• **TASK STATEMENT**:
Could you give the data below again, exactly and completely?

• **INFORMATION PROVIDED**:
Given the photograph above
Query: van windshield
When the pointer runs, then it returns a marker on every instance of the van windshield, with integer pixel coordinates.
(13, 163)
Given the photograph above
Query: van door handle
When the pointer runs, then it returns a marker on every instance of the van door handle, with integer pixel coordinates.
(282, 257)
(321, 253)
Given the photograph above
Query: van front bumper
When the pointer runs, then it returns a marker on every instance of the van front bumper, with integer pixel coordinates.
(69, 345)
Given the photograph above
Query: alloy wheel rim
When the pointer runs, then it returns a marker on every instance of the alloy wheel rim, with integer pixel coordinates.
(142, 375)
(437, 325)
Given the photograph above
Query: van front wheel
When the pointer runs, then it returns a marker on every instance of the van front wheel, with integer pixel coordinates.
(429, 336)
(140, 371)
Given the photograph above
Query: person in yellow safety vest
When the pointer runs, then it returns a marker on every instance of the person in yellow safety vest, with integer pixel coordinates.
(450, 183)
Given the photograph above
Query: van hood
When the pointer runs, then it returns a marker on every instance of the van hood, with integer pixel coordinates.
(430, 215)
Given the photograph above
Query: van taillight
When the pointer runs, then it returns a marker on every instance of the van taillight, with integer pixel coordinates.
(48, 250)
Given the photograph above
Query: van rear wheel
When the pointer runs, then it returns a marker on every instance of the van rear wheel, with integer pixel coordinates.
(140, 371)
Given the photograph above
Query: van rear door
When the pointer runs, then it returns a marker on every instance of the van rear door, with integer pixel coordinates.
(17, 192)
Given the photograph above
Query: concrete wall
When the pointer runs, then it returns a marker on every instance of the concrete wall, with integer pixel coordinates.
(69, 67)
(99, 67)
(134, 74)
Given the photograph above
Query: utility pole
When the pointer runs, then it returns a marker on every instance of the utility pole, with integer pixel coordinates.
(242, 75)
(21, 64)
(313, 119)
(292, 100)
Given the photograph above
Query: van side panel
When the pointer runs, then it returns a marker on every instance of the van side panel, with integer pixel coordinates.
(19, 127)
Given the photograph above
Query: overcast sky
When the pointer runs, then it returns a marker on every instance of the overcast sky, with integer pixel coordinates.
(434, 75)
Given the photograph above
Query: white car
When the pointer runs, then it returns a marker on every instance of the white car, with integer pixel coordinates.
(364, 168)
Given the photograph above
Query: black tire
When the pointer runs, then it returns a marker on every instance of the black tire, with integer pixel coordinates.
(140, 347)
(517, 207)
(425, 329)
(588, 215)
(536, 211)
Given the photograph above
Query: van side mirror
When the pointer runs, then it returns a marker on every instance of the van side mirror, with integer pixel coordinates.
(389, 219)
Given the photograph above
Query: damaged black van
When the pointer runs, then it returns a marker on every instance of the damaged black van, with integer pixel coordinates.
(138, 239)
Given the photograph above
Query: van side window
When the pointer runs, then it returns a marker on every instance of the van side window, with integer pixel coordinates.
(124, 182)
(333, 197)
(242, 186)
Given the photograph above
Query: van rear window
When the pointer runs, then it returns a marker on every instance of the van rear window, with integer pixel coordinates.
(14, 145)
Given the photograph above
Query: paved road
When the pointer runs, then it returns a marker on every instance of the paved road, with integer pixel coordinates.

• **CORRECT RESPONSE**:
Given the photograph above
Query: van windshield
When the pointer runs, then it returns a marker on every instance of the van windshield, with integer pixel coordinates.
(13, 163)
Given the photograph above
Query: van door handle
When the pointer runs, then it returns a marker on every instance of the van door handle, with integer pixel coordinates.
(282, 257)
(321, 253)
Given the photograph above
Query: van front bumper
When the pointer runs, then it returns a marker on every instance of the van front bumper, with integer pixel coordinates.
(69, 345)
Given the photograph above
Query: alloy wheel rim
When the pointer runs, then it returns a marker on every instance of the alloy wheel rim, with integer pixel coordinates.
(142, 375)
(437, 325)
Given the photograph above
Query: van front wheel
When the pointer runs, then it returns a marker on every instance of the van front wheel, with integer pixel coordinates.
(429, 336)
(140, 371)
Given the photograph above
Query: person in yellow safety vest
When the pointer runs, then it returns a marker on every instance of the person in yellow safety vest, with integer pixel coordinates.
(450, 183)
Given the photograph above
Query: van hood
When the pointer runs, then it returns a marker on every instance of the van hood, with integer pixel coordinates.
(430, 215)
Given the photograph above
Query: van taillight
When the pointer runs, then it returns a marker on every instance of the van taillight, with integer pixel coordinates.
(48, 250)
Given the photograph above
Query: van rear wheel
When the pointer runs, then it returns a marker on every instance of the van rear wheel, with integer pixel coordinates.
(140, 371)
Given the photograph above
Query: van rear door
When the pointer runs, then it returns a marker on every instance of the van rear door, with integer pixel coordinates.
(17, 192)
Given the photograph above
Query: concrete wall
When the pointer runs, then it returns a marker on every instance of the concrete wall, with integer pixel coordinates.
(69, 67)
(99, 67)
(134, 74)
Given the photograph above
Query: utility pole
When the pointer runs, then it returns a marker on every instance of the utility pole, with integer pixel coordinates.
(242, 75)
(21, 64)
(313, 119)
(292, 100)
Given the photograph above
Query: van side panel
When the pointer runs, then it returns a marker on every instance of the van side panel, with integer pixel coordinates.
(19, 127)
Given the photograph above
Query: overcast sky
When the pointer runs, then it returns a marker on every instance of the overcast sky, with integer pixel coordinates.
(434, 75)
Given the photograph above
Query: white car
When the pointer runs, then it returns a marker on every instance of the white car, with integer pixel coordinates.
(364, 168)
Given the photograph above
Query: black tire
When the pointer runs, then it returns a marker on every instance of the black tire, with integer pixel coordinates.
(140, 347)
(517, 207)
(425, 329)
(588, 215)
(536, 211)
Given the photograph above
Query: van side mirror
When the pointer runs, then it returns a marker on every instance of the van side mirror, with integer pixel coordinates.
(389, 219)
Given the photograph above
Query: damaged black van
When the pointer runs, then it returns a marker on every instance of the damaged black van, with integer pixel coordinates.
(138, 239)
Given the photograph above
Query: van side window
When the pointer runs, then it returns a marker on every instance of the van side window, with integer pixel coordinates.
(124, 182)
(333, 197)
(242, 186)
Given the photograph above
Query: van rear window
When the pointer runs, then it returns a marker on every instance of the van rear window, with integer pixel coordinates.
(14, 145)
Given the photograph above
Query: paved road
When the pointer runs, then it returns a marker on every instance of the paved road, with integer pixel coordinates.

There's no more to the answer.